- [SHORT PROBLEM 1] Convert the entries, from the line containing "point: sky -- for" through the last line of the entries, into a Markdown table with the columns Row and Line, giving a row number and the line in each row and skipping blank lines.

[Begin TEXT SECTION]

Skip to content

hpk369/bank-platform

Repository files navigation

Banking Transaction Processing Platform

Real-time fraud detection pipeline demonstrating the evolution from batch file processing to distributed Spark Streaming — built to production-grade architecture standards.

Live Demo Python Apache Kafka Apache Spark


Live Demo

→ https://hpk369.github.io/bank-platform/

Streams 200,000 synthetic banking transactions through real-time fraud detection in the browser — no setup required. Runs the full pipeline locally with FastAPI + WebSocket when the backend is available, or falls back to a built-in JavaScript simulator.


Overview

This project models the three-stage data engineering evolution commonly seen in production banking systems:

Stage Technology Throughput Use Case
1. File Mode Python + JSON ~1,000 txn/s Prototyping & learning
2. Kafka Mode Apache Kafka ~10,000 txn/s Microservices & real-time
3. Spark Streaming Spark + Kafka 33,000+ txn/s Distributed production scale

The same fraud detection logic runs across all three modes, making the architectural trade-offs concrete and measurable.

[End TEXT SECTION]
[Begin THE RECORDS]

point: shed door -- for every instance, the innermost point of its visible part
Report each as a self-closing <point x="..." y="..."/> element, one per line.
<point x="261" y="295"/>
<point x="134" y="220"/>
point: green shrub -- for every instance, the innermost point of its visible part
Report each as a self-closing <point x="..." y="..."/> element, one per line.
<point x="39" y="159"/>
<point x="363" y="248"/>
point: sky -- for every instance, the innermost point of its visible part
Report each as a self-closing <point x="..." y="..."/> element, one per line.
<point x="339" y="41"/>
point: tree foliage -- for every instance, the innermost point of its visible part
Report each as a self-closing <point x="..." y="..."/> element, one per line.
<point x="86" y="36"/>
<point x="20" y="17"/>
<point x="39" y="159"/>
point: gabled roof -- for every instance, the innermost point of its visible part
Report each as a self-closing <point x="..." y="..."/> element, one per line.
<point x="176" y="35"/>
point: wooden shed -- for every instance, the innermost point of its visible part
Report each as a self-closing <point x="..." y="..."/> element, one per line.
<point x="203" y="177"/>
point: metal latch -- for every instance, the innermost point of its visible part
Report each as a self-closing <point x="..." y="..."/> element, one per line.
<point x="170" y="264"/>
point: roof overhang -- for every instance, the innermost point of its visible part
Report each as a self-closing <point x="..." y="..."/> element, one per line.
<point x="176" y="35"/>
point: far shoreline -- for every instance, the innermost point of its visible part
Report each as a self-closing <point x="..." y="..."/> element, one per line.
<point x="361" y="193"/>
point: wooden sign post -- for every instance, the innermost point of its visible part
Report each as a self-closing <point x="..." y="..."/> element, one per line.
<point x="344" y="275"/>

[End THE RECORDS]

- [SHORT PROBLEM 2] List the names of the stages in the table on the banking platform page.

- [WRITTEN REPLY 1]
| Row | Line |
|---|---|
| 1 | point: sky -- for every instance, the innermost point of its visible part |
| 2 | Report each as a self-closing <point x="..." y="..."/> element, one per line. |
| 3 | <point x="339" y="41"/> |
| 4 | point: tree foliage -- for every instance, the innermost point of its visible part |
| 5 | Report each as a self-closing <point x="..." y="..."/> element, one per line. |
| 6 | <point x="86" y="36"/> |
| 7 | <point x="20" y="17"/> |
| 8 | <point x="39" y="159"/> |
| 9 | point: gabled roof -- for every instance, the innermost point of its visible part |
| 10 | Report each as a self-closing <point x="..." y="..."/> element, one per line. |
| 11 | <point x="176" y="35"/> |
| 12 | point: wooden shed -- for every instance, the innermost point of its visible part |
| 13 | Report each as a self-closing <point x="..." y="..."/> element, one per line. |
| 14 | <point x="203" y="177"/> |
| 15 | point: metal latch -- for every instance, the innermost point of its visible part |
| 16 | Report each as a self-closing <point x="..." y="..."/> element, one per line. |
| 17 | <point x="170" y="264"/> |
| 18 | point: roof overhang -- for every instance, the innermost point of its visible part |
| 19 | Report each as a self-closing <point x="..." y="..."/> element, one per line. |
| 20 | <point x="176" y="35"/> |
| 21 | point: far shoreline -- for every instance, the innermost point of its visible part |
| 22 | Report each as a self-closing <point x="..." y="..."/> element, one per line. |
| 23 | <point x="361" y="193"/> |
| 24 | point: wooden sign post -- for every instance, the innermost point of its visible part |
| 25 | Report each as a self-closing <point x="..." y="..."/> element, one per line. |
| 26 | <point x="344" y="275"/> |

- [WRITTEN REPLY 2]
File Mode
Kafka Mode
Spark Streaming